* _Page extract_:

━━━━━━━━━━

# Is it right or wrong to use both UV and Polarizer filters together?



## Macno

So I have a UV filter and a polarizer.

Is it OK to use them both at the same time?  Or is that bad technique?

If its OK is there an order they should go on?


----------



## Overread

It depends on the situation.
First up reason out if you need to have both on the lens at the same time - are they doing something for you or are they just sitting on the lens because they can. A UV filter on modern DSLRs and films isn't doing very much in most situations since DSLRs are already filtering out UV light as part of their sensor construction. At high altitudes and in certain high haze conditions the UV filter does help filter out the haze from UV light - but in general shooting its only sitting there as a light protection infront of your main lens.


If you do have a situation where you mount both understand that:
1) You're adding more glass to the setup, thus incurring a degradation to your overall optical quality. With highgrade filters on a good lens this is marginal to unnoticeable in most situations. Lower grade filters will of course result in a much more noticable image quality drop

2) Increased chances of lens flaring - again more glass more chance

3) Increased chance of vignetting (corner darkness). On crop sensor this is typically not a big problem unless using ultra wide angle lenses - on fullframe it can show up much earlier.


----------



## Propsguy

I usually leave the uv filter on and thread the polarizer onto the uv filter.... a lot of people may say that stacking filters has the potential to degrade the image, and in some cases this is true, but most (high quality) uv filters are pretty transparent to the image quality, and keeping the uv filter won't hurt anything...

For my circular polarizers, I always stack onto a uv filter because it gets so jammed onto my lens that I fear I'll never get the thing off, so it's easier to take both off at the same time and fight to get the pola off the uv... but I guess that's a different discussion...

anyways... if you stack, put the polarizer in front....


----------



## Macno

thanks guys..


----------



## Gaerek

Propsguy said:


> I usually leave the uv filter on and thread the polarizer onto the uv filter.... a lot of people may say that stacking filters has the potential to degrade the image, and in some cases this is true, but most (high quality) uv filters are pretty transparent to the image quality, and keeping the uv filter won't hurt anything...
> 
> For my circular polarizers, I always stack onto a uv filter because it gets so jammed onto my lens that I fear I'll never get the thing off, so it's easier to take both off at the same time and fight to get the pola off the uv... but I guess that's a different discussion...
> 
> anyways... if you stack, put the polarizer in front....



It's not just a chance to degrade the image. Honestly, going off of image quality alone, you'd be hard pressed to find a difference, unless you were using incredibly cheap filters. The real problem comes from increased chance for lens flare and increased chance of vignetting. Most lenses are designed, through the use of coatings and simply build design to reduce lens flare to a minimum. Adding another air pocket in front of the lens with glass the lens maker wasn't intending will dramatically increase the chance for flare. Add a second air pocket, from the second filter and you're just compounding the problem. Vignetting is a problem, but if you're not shooting wide, it likely won't even be an issue. However, the more stuff you stack in front of that front element, and the wider you go, the bigger the problem gets, so it is something to concern yourself.

━━━━━━━━━━

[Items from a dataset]

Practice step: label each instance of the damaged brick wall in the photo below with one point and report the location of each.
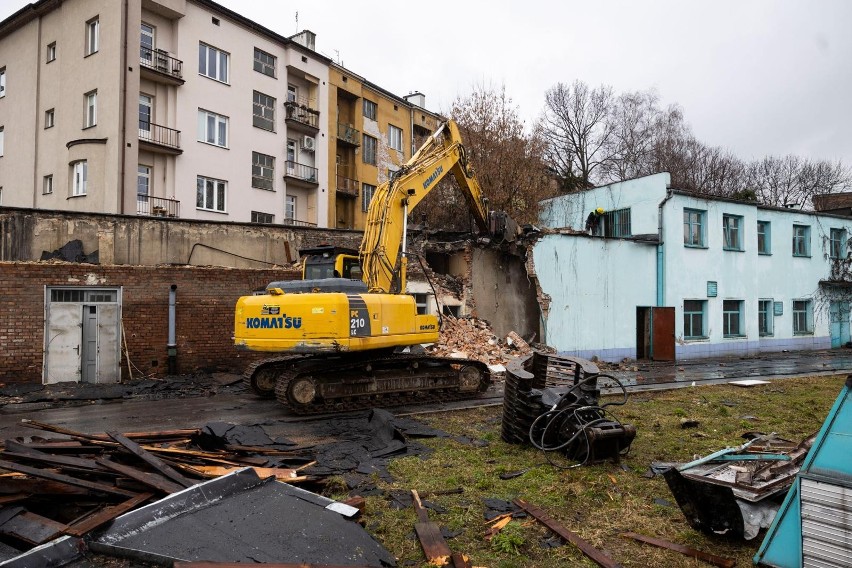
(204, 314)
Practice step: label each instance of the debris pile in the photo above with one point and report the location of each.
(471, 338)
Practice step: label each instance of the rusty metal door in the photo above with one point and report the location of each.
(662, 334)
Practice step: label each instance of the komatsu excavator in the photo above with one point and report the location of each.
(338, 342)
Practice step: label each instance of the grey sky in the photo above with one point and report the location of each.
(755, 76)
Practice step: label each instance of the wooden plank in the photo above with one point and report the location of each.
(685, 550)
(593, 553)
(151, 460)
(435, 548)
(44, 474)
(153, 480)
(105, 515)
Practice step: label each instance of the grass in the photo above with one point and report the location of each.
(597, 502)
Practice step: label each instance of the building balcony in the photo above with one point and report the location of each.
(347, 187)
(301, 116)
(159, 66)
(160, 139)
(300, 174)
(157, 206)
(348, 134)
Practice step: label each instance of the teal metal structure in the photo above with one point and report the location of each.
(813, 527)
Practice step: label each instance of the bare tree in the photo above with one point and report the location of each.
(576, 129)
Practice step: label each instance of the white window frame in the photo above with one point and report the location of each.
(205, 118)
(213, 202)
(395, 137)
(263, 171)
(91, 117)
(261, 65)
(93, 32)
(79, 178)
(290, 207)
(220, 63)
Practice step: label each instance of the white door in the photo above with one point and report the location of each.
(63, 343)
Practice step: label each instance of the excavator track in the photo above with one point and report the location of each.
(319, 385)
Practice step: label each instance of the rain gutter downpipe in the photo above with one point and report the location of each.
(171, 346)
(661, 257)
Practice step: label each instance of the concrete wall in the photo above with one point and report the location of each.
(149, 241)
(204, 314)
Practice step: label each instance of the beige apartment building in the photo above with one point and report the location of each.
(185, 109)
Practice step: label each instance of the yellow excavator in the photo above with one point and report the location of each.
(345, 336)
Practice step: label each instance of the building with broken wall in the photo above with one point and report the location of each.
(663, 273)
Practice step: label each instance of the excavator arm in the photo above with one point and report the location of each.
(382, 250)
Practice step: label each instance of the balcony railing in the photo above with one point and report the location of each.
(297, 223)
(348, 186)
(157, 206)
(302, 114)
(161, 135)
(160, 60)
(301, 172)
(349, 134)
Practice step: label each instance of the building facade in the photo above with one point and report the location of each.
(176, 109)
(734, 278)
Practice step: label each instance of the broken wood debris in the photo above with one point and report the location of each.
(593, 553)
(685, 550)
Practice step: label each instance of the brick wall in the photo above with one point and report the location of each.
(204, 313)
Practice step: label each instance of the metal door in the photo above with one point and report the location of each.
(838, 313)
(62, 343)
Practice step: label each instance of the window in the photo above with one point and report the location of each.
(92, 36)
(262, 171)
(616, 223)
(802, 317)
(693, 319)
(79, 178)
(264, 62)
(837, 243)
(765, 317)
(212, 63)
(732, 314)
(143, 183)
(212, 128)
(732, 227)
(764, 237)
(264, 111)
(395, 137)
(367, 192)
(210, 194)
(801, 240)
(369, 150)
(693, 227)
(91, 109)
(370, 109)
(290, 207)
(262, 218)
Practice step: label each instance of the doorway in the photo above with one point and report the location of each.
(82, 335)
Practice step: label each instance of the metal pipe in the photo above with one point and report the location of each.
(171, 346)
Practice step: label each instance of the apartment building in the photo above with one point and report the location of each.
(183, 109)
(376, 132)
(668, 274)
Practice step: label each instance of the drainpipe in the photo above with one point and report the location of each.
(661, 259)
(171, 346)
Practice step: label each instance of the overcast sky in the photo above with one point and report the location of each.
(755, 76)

━━━━━━━━━━

* _Challenges_:
(a) Translate this sentence from the filter thread into Spanish: "Vignetting is a problem, but if you're not shooting wide, it likely won't even be an issue."
(b) Write out the passage of the filter thread starting at "It's not just" and ending at "to concern yourself.".

* _Solutions in order_:
(a) El viñeteado es un problema, pero si no estás disparando en gran angular, probablemente ni siquiera será un inconveniente.

(b)
It's not just a chance to degrade the image. Honestly, going off of image quality alone, you'd be hard pressed to find a difference, unless you were using incredibly cheap filters. The real problem comes from increased chance for lens flare and increased chance of vignetting. Most lenses are designed, through the use of coatings and simply build design to reduce lens flare to a minimum. Adding another air pocket in front of the lens with glass the lens maker wasn't intending will dramatically increase the chance for flare. Add a second air pocket, from the second filter and you're just compounding the problem. Vignetting is a problem, but if you're not shooting wide, it likely won't even be an issue. However, the more stuff you stack in front of that front element, and the wider you go, the bigger the problem gets, so it is something to concern yourself.